Fragmento de texto —
# # #

El reinado social de Cristo es el único plan válido para los pueblos. Todos los otros planes llevan a perdición. Sin embargo, abrumados muchos cristianos por el poder generalizado de Satanás sobre el mundo, se pliegan a ese poder, lo aceptan al menos como inevitable, admiten como irremediable que el poder del Maligno impere sobre el mundo, llegan a pensar que el cristianismo es aplicable solo a personas y familias, o a pequeñas comunidades, pero no a la sociedad. Estiman piadosamente que, por permisión de la Providencia divina, «el mundo todo está bajo el Maligno» (1Jn 5,19), y que no pueden cambiarse los planes de Dios.

Pero «decir que Jesucristo es el Dios de los individuos y de las familias y no el Dios de los pueblos y de las sociedades, es decir que no es Dios. Decir que el cristianismo es la ley del hombre individual, y no la ley del hombre colectivo, es decir que el cristianismo no es divino. Decir que la Iglesia es juez de la moral privada y doméstica, y que nada tiene que ver con la moral pública y política, es decir que la Iglesia no es divina» (VI, 434).

Estos cristianos, que aceptan el naturalismo liberal, consideran quizá que la Europa de Carlomagno, de San Luis de Francia, de San Fernando de España, de San Esteban de Hungría, de los Reyes Católicos fue un sueño pasajero, y que sería una exageración afirmar la histórica realidad milenaria de la Cristiandad (cf. P. Alfredo Sáenz, S. J., La Cristiandad. Una realidad histórica, Fund. GRATIS DATE, Pamplona 2005). No combaten, consecuentemente, al Enemigo del género humano, considerándolo invencible, sino que se concilian con él, buscando un lugar favorable en su Imperio siniestro. Todo intento de evangelizar el mundo en su vida social y política sería irrealizable, y por tanto vano, inútil, malo, incluso perjudicial para la Iglesia.

# # #

Datos de localización de puntos en imágenes:
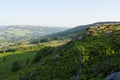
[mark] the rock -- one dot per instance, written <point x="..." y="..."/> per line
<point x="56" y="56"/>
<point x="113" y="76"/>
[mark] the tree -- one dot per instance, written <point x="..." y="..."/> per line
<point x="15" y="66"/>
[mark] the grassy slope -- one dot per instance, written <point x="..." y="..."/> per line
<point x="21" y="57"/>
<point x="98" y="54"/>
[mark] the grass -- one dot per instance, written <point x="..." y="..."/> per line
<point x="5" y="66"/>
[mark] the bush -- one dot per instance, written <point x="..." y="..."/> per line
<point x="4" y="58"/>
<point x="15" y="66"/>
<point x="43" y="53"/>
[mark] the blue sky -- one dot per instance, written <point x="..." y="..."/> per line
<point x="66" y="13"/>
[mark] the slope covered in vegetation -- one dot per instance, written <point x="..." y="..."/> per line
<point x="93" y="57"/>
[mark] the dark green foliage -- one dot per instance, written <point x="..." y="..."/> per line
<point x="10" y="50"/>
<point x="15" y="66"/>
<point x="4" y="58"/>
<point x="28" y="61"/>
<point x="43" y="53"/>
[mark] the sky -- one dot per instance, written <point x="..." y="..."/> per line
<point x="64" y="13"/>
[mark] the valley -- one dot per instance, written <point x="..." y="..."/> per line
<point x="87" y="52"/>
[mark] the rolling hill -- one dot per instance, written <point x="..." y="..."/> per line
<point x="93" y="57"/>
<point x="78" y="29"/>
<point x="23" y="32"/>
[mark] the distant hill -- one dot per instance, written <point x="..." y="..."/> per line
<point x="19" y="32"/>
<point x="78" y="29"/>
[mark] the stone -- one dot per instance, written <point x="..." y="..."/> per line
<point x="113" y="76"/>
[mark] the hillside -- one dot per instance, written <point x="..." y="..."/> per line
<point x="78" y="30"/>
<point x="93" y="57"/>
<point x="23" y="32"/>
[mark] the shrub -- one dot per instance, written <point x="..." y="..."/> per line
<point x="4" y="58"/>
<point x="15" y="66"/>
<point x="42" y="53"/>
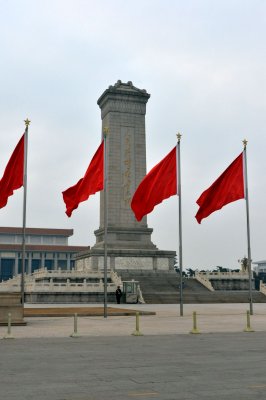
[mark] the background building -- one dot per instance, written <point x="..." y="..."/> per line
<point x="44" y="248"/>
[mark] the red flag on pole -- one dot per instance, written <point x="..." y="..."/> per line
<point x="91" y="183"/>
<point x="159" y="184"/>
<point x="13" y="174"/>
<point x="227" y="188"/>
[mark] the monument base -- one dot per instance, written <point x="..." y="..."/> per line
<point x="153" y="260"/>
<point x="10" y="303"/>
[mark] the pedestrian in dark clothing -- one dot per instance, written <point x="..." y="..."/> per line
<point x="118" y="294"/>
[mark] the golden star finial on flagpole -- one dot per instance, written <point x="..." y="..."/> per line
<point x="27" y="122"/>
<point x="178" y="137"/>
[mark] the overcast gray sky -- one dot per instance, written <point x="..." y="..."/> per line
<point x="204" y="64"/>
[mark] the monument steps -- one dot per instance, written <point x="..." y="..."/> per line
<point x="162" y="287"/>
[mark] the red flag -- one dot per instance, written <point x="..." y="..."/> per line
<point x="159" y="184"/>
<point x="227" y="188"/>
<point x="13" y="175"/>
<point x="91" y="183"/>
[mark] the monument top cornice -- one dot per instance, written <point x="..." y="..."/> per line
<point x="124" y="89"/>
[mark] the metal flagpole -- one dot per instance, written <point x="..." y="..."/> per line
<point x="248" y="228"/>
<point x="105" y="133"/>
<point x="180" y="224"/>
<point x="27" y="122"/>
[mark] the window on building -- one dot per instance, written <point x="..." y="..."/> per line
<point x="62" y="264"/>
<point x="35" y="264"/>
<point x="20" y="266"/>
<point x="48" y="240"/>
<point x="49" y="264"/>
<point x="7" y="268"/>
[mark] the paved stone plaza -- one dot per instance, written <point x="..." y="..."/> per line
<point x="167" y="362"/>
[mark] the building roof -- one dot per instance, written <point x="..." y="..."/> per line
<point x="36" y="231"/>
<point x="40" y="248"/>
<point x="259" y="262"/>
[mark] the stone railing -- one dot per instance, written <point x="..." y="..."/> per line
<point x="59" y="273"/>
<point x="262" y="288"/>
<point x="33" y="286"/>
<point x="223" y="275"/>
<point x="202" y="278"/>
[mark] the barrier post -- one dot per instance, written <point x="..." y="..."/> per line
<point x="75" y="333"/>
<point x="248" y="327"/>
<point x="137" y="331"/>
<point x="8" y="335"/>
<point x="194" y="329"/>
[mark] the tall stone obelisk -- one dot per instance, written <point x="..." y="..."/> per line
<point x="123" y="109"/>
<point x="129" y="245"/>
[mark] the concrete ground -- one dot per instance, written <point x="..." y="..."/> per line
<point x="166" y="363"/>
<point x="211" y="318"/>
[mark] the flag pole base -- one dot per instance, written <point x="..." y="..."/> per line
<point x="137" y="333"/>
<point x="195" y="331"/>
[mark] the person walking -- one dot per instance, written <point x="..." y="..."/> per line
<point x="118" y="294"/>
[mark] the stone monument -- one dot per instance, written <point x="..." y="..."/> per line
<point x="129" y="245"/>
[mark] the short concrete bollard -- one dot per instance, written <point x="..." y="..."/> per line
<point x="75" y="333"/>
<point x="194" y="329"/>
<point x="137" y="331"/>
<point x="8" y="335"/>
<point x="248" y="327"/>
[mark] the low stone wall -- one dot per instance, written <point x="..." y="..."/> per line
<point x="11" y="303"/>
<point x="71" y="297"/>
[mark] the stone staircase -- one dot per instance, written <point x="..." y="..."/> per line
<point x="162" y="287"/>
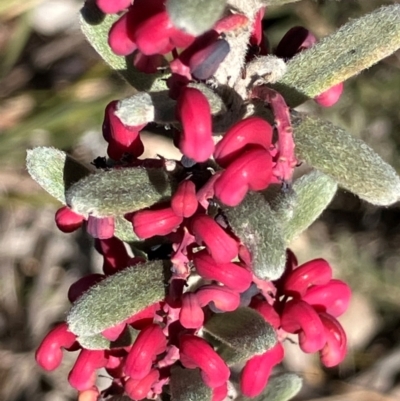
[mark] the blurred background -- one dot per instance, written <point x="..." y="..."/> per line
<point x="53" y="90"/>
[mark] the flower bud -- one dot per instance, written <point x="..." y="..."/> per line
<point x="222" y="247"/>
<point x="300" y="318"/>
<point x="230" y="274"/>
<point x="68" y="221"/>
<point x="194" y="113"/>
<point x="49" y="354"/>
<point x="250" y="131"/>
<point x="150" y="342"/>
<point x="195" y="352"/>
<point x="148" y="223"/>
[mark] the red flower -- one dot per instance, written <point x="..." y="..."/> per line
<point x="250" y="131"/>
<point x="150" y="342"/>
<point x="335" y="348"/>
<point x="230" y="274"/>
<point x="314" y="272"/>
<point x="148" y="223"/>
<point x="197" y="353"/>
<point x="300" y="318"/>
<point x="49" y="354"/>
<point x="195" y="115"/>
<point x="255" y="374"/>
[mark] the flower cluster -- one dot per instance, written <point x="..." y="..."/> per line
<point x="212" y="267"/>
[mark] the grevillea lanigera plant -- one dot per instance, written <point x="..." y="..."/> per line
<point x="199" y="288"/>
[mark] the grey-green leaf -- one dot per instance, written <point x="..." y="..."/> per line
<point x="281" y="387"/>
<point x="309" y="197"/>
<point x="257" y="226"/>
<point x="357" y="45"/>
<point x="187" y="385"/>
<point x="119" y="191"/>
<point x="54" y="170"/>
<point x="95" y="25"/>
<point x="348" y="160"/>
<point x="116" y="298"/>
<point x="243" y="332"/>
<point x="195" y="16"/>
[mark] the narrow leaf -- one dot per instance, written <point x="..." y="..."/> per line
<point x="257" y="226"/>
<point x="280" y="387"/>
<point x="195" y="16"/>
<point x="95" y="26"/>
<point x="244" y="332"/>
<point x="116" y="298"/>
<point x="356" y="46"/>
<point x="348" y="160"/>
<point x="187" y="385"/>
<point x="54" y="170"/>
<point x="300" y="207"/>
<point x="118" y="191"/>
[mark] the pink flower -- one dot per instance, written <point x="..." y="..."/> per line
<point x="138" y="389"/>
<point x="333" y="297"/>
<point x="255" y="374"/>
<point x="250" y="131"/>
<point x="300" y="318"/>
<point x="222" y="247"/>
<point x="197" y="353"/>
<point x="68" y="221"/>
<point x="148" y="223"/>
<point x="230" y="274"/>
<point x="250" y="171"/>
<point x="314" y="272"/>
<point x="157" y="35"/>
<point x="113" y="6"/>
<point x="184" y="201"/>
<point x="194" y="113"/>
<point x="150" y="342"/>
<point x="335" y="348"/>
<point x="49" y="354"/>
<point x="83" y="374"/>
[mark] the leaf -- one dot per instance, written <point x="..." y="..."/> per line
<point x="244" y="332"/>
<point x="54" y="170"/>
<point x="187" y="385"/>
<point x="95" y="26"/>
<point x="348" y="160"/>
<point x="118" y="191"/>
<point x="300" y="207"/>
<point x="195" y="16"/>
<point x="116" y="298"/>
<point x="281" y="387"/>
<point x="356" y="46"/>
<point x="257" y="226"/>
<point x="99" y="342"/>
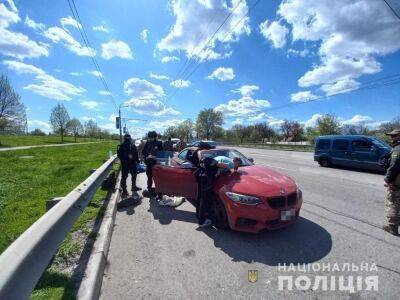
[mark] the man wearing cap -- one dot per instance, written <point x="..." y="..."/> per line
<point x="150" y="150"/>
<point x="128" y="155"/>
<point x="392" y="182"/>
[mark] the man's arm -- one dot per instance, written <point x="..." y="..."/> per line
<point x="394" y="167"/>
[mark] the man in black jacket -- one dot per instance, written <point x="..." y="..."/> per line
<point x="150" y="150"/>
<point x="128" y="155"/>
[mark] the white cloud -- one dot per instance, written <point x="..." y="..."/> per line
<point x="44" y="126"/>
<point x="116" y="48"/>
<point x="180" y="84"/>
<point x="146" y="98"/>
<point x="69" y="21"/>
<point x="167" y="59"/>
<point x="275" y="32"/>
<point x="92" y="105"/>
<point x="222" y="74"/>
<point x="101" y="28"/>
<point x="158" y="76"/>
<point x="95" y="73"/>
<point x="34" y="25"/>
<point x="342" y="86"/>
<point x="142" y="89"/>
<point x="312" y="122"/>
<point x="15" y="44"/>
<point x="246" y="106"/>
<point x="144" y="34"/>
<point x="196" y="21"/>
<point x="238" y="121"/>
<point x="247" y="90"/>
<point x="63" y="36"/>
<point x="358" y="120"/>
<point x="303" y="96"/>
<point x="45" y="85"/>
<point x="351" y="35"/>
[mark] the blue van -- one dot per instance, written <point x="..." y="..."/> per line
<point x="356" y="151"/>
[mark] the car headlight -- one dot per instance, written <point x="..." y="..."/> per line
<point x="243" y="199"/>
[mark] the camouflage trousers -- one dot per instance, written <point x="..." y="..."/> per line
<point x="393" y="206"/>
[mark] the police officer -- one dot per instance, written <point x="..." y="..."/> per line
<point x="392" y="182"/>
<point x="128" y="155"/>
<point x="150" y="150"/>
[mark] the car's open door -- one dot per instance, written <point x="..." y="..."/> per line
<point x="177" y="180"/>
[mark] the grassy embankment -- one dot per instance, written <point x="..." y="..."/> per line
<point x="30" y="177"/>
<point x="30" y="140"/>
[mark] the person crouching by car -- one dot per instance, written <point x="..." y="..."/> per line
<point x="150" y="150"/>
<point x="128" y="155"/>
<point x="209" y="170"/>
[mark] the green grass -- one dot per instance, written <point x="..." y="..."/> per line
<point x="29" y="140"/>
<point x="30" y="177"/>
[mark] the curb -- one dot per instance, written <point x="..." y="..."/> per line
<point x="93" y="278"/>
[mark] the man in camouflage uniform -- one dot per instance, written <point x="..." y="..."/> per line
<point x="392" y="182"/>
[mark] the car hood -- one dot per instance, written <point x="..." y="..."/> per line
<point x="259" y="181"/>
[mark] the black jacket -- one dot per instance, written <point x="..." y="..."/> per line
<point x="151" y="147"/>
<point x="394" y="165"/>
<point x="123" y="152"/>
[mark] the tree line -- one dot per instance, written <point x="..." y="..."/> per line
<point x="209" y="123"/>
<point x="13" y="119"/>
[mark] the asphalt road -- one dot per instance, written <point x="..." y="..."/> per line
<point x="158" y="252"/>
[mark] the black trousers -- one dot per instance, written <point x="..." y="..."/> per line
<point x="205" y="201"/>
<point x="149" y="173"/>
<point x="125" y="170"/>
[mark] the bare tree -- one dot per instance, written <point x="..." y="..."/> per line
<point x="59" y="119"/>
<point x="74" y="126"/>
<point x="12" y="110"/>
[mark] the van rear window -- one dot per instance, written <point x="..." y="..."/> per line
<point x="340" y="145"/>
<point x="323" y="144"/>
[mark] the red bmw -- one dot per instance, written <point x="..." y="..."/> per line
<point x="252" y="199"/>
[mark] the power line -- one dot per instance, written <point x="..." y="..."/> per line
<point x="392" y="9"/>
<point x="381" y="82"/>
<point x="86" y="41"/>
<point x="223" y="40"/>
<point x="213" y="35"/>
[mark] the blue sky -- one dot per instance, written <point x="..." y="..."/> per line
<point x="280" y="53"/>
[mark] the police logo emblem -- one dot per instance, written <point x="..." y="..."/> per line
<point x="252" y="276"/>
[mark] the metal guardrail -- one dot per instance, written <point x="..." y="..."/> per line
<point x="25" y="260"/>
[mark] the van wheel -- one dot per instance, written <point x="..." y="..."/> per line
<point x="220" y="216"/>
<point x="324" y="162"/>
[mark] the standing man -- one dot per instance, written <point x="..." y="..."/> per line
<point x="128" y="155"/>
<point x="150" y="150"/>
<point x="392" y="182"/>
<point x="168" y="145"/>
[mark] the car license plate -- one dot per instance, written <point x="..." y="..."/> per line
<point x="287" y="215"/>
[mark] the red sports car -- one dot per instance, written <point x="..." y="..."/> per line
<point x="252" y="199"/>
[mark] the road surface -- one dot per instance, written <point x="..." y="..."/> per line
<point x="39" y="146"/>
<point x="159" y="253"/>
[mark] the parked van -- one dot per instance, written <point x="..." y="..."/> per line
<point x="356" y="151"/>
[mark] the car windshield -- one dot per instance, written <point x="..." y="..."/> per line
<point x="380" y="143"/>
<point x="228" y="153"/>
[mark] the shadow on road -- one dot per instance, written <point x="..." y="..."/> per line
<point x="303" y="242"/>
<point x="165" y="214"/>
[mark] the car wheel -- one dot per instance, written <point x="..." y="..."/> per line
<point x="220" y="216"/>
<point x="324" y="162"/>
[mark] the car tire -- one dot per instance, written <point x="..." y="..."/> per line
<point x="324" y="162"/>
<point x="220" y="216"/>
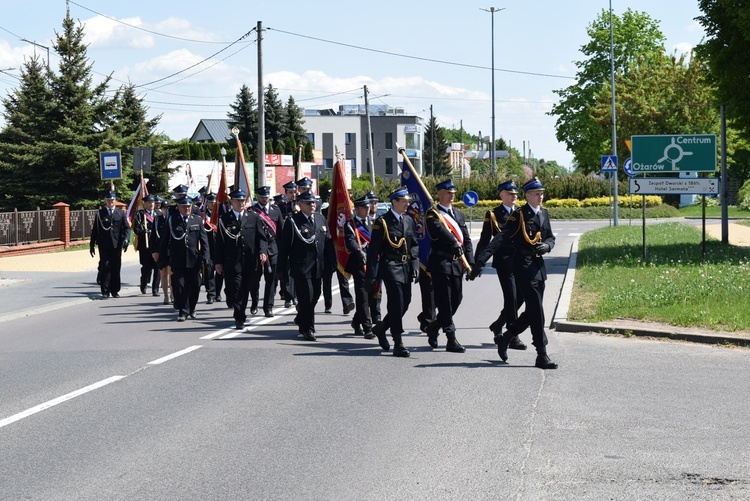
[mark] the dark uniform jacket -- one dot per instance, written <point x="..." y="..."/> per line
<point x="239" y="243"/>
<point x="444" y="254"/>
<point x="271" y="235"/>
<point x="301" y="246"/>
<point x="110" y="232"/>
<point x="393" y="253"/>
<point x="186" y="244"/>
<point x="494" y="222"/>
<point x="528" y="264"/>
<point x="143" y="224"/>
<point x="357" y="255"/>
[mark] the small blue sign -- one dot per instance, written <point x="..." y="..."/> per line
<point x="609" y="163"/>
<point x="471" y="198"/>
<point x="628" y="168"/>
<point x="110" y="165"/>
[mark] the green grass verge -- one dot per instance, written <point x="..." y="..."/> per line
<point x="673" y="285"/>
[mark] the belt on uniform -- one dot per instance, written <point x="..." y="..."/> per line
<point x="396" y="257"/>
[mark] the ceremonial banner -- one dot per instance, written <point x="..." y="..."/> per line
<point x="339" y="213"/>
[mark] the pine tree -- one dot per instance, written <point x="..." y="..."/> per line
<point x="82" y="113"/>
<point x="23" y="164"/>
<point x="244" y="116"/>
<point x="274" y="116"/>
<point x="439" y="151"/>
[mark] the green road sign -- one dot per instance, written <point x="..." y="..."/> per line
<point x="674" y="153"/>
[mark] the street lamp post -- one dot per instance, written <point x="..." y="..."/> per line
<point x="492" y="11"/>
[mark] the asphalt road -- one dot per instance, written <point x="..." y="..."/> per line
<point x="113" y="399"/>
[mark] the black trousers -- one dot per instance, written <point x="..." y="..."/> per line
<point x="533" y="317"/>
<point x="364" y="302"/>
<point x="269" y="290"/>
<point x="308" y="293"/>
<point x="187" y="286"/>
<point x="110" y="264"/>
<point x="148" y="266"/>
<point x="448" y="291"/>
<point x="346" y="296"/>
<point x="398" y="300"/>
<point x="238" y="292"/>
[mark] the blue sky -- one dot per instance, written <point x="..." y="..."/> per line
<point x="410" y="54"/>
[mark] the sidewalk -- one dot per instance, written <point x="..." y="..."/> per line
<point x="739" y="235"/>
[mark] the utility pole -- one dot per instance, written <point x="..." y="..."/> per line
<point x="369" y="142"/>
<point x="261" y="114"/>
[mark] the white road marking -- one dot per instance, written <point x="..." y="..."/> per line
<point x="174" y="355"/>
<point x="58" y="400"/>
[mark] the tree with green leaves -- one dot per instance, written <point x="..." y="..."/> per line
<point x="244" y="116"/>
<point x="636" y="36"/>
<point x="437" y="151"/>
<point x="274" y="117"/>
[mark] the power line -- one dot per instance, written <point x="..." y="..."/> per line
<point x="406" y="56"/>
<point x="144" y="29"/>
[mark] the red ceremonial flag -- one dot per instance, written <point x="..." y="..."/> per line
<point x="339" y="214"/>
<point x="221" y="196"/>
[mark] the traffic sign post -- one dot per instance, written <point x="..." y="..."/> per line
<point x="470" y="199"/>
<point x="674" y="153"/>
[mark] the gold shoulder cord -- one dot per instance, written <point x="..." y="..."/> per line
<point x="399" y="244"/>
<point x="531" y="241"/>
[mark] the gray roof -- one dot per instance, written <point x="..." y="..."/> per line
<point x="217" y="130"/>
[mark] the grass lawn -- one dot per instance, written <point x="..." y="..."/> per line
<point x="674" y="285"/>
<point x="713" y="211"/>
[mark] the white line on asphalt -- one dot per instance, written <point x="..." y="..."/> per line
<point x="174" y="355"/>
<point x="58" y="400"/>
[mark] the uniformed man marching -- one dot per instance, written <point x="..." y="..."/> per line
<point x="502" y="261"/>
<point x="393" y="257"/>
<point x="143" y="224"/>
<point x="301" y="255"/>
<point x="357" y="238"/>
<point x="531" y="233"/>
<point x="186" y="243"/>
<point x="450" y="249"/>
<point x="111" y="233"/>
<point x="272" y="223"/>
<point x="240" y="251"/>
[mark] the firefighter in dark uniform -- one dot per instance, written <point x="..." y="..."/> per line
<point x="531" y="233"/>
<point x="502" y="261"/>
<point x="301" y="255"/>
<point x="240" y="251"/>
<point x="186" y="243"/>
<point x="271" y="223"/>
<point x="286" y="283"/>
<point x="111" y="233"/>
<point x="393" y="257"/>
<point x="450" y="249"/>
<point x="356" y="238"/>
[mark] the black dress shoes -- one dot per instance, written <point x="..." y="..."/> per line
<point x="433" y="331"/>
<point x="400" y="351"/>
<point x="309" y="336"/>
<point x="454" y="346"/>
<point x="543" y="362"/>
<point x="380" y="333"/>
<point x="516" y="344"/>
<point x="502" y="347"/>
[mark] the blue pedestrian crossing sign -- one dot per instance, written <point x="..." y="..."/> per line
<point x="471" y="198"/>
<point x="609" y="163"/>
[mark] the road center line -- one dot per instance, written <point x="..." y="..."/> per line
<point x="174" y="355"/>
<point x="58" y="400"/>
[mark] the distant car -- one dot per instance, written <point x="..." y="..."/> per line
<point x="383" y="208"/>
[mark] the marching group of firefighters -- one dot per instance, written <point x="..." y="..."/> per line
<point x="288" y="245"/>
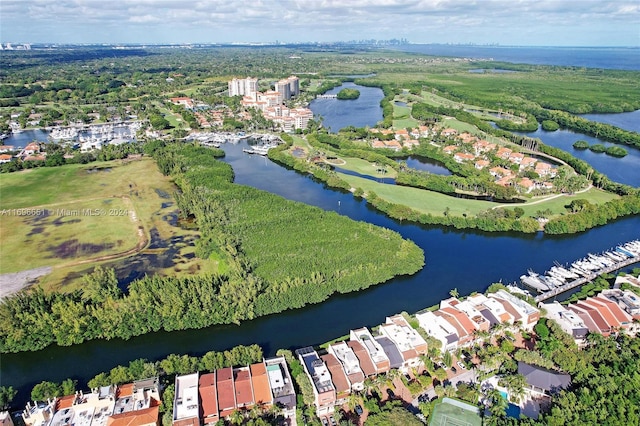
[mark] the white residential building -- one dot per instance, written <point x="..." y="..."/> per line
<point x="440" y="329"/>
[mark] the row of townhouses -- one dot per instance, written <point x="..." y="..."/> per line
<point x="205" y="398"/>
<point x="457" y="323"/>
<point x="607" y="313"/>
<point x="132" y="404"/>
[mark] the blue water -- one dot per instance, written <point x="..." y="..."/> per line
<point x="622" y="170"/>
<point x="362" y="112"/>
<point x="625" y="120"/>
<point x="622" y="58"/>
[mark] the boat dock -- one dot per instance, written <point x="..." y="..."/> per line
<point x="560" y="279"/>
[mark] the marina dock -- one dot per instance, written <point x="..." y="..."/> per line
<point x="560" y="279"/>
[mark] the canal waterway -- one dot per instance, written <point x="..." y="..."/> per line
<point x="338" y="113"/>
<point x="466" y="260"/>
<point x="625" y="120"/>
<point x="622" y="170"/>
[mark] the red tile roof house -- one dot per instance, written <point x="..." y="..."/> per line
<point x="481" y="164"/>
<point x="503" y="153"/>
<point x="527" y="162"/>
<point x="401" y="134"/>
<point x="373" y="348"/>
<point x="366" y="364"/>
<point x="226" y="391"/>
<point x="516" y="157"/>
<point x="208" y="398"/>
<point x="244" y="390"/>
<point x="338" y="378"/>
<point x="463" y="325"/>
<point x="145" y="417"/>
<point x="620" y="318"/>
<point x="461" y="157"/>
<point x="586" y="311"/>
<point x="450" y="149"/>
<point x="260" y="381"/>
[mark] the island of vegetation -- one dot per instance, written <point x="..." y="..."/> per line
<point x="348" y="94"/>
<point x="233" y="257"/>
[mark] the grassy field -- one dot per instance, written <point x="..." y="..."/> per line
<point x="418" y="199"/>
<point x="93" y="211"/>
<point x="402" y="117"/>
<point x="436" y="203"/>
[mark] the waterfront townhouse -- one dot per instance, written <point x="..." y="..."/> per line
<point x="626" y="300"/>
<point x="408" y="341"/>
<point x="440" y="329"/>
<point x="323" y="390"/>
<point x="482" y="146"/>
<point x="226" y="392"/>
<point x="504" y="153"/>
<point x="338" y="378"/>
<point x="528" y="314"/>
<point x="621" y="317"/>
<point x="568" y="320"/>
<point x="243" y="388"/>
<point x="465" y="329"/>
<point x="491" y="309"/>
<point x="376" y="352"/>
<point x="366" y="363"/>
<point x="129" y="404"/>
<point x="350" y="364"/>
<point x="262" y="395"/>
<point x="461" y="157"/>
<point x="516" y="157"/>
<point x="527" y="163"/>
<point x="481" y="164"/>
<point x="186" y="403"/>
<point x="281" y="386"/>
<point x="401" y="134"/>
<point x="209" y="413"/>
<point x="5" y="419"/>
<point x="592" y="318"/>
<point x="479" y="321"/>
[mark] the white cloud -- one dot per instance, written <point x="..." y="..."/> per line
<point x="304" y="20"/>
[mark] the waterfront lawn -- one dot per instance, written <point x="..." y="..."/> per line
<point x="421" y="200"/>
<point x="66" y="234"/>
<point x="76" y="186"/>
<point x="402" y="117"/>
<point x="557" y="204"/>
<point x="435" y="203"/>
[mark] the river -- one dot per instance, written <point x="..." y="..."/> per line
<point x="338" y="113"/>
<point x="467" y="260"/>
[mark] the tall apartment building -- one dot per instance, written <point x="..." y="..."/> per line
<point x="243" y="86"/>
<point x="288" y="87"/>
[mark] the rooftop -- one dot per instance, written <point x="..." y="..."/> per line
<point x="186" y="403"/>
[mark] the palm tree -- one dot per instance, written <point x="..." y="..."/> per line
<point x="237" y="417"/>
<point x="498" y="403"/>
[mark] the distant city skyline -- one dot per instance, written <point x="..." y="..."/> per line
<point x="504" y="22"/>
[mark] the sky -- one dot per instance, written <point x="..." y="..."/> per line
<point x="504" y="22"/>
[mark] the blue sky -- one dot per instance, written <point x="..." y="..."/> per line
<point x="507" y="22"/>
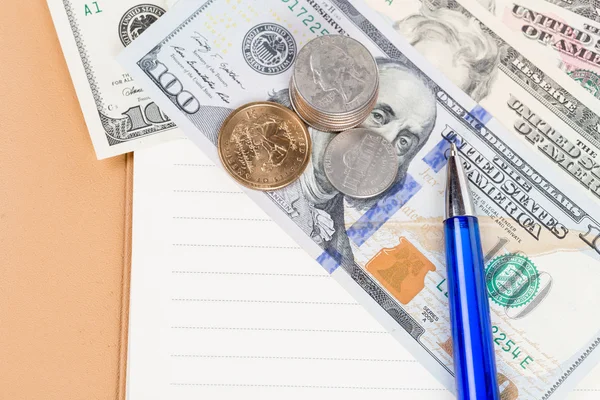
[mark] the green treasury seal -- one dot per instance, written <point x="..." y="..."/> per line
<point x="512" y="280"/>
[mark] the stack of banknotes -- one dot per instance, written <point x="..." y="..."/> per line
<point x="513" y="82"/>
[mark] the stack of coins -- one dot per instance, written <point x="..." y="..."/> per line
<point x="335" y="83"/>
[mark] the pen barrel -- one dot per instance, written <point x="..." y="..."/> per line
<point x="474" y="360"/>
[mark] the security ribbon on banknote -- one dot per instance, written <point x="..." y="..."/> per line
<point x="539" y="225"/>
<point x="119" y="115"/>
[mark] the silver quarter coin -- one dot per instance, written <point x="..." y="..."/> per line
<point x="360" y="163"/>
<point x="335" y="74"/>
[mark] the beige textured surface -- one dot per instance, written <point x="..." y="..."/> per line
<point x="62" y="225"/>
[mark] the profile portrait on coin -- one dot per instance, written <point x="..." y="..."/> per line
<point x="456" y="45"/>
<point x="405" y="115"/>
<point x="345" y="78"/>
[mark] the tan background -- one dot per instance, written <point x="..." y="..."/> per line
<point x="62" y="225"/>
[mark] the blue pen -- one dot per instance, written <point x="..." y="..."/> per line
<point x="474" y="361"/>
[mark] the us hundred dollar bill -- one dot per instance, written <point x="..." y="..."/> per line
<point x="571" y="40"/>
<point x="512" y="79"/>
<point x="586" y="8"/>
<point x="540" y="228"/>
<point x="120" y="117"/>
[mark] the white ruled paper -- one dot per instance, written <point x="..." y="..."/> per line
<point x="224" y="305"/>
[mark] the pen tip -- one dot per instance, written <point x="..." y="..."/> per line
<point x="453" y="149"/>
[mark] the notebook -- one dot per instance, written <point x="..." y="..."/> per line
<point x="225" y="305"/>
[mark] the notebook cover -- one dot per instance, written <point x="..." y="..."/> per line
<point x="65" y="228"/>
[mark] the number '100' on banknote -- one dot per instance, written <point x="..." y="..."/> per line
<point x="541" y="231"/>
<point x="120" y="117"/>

# # #

Tareas a realizar —
• 1. Indica si cada afirmación concuerda con el texto sobre el reinado social de Cristo y cita las palabras exactas que lo deciden: (a) El reinado social de Cristo se presenta como el único plan válido para los pueblos. (b) Los cristianos descritos creen que el cristianismo es aplicable también a la sociedad. (c) Entre los nombres de la Europa cristiana figura San Esteban de Hungría.
• 2. Reescribe el pasaje del texto sobre el reinado social de Cristo, todo lo que va desde "El reinado social" hasta "planes de Dios.", poniendo "Demonio" en lugar de "Maligno".
• 3. Prosigue el texto sobre el reinado social de Cristo a partir del punto en que termina.

Respuestas escritas —
• 1.
(a) Sí: «El reinado social de Cristo es el único plan válido para los pueblos».
(b) No: «llegan a pensar que el cristianismo es aplicable solo a personas y familias, o a pequeñas comunidades, pero no a la sociedad».
(c) Sí: «de San Esteban de Hungría».

• 2.
El reinado social de Cristo es el único plan válido para los pueblos. Todos los otros planes llevan a perdición. Sin embargo, abrumados muchos cristianos por el poder generalizado de Satanás sobre el mundo, se pliegan a ese poder, lo aceptan al menos como inevitable, admiten como irremediable que el poder del Demonio impere sobre el mundo, llegan a pensar que el cristianismo es aplicable solo a personas y familias, o a pequeñas comunidades, pero no a la sociedad. Estiman piadosamente que, por permisión de la Providencia divina, «el mundo todo está bajo el Demonio» (1Jn 5,19), y que no pueden cambiarse los planes de Dios.

• 3.
Pero «nada hay de quimérico en el programa [del Evangelio] al que se deben tantos beneficios de primer orden. Lo que es de verdad quimérico, lo que es irrealizable, es el programa de la Revolución, no el de la Iglesia. Cuando la Iglesia pone sus principios, aun cuando impliquen una perfección que no será jamás alcanzada en la tierra, quiere sus consecuencias, todas sus consecuencias. Cuando la Revolución pone sus principios, no quiere sino una parte de sus consecuencias; frena, encadena las consecuencias demasiado generales y extendidas; la consecuencia extrema y total sería el infierno. La Revolución no puede y no quiere ser lógica hasta el fin. La Iglesia puede y quiere serlo siempre: nada en el mundo es más práctico y menos quimérico» (V, 189).

Supongamos el caso imposible de un pueblo que viviera cabezabajo, con los pies por alto, y que en consecuencia estuviera abrumado por males innumerables. De poco serviría que les lleváramos medicinas, alimentos, ropa, etc., si no cumpliéramos con aquellos pobres hombres la caridad más urgente: decirles que se pusieran de pie, con la cabeza arriba y los pies en la tierra. Solo la verdad podría liberarlos de sus miserias. Habríamos, pues, de advertirles bien claramente que, si no lo hacían, de ningún modo podrían superar sus males; habríamos de gritarles que, de seguir cabeza abajo ¡no tenían remedio! Y en el supuesto de que, obstinados en su error, no nos quisieran creer, nada nos eximiría del deber fraterno de «darles el testimonio de la verdad», una y mil veces. Ésa fue la norma del Obispo de Poitiers, y ésa es la norma de Cristo y de todos los santos.